Problem requirements: Copy out every line of the items below verbatim, with no alteration or omission.
[Data for the task]
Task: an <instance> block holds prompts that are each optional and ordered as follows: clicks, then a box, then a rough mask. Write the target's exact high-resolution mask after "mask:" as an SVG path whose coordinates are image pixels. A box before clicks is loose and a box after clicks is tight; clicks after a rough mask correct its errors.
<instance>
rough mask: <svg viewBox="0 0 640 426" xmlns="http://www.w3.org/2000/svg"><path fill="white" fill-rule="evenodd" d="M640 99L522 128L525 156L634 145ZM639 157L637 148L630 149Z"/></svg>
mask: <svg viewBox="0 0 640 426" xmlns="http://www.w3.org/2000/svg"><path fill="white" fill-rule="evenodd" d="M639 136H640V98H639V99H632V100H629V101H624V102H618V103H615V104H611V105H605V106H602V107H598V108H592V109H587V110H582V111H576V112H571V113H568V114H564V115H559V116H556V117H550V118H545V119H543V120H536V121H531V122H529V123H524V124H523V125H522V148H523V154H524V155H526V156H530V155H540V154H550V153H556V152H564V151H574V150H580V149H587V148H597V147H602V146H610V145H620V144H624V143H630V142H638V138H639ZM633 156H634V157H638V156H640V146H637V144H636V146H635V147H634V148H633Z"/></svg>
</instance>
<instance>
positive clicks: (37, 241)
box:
[/Data for the task]
Solution to the problem:
Task: an <instance> block holds prompts that are each optional and ordered as follows: clicks, then a box, then a rough mask. Write the target's exact high-resolution mask after "mask:" as an SVG path whose coordinates are image pixels. A box before clicks is loose and a box after clicks is tight; clicks after a rough mask correct its errors.
<instance>
rough mask: <svg viewBox="0 0 640 426" xmlns="http://www.w3.org/2000/svg"><path fill="white" fill-rule="evenodd" d="M640 99L522 128L525 156L634 145ZM639 157L637 148L630 149Z"/></svg>
mask: <svg viewBox="0 0 640 426" xmlns="http://www.w3.org/2000/svg"><path fill="white" fill-rule="evenodd" d="M639 136H640V98H639V99H632V100H629V101H624V102H618V103H615V104H611V105H605V106H602V107H598V108H592V109H587V110H582V111H576V112H571V113H568V114H564V115H559V116H556V117H550V118H545V119H543V120H536V121H531V122H529V123H524V124H523V125H522V148H523V154H524V155H526V156H530V155H540V154H550V153H556V152H564V151H574V150H580V149H587V148H597V147H602V146H610V145H620V144H624V143H630V142H638V138H639ZM633 156H634V157H638V156H640V146H637V144H636V146H635V147H634V148H633Z"/></svg>
</instance>
<instance>
positive clicks: (37, 241)
box:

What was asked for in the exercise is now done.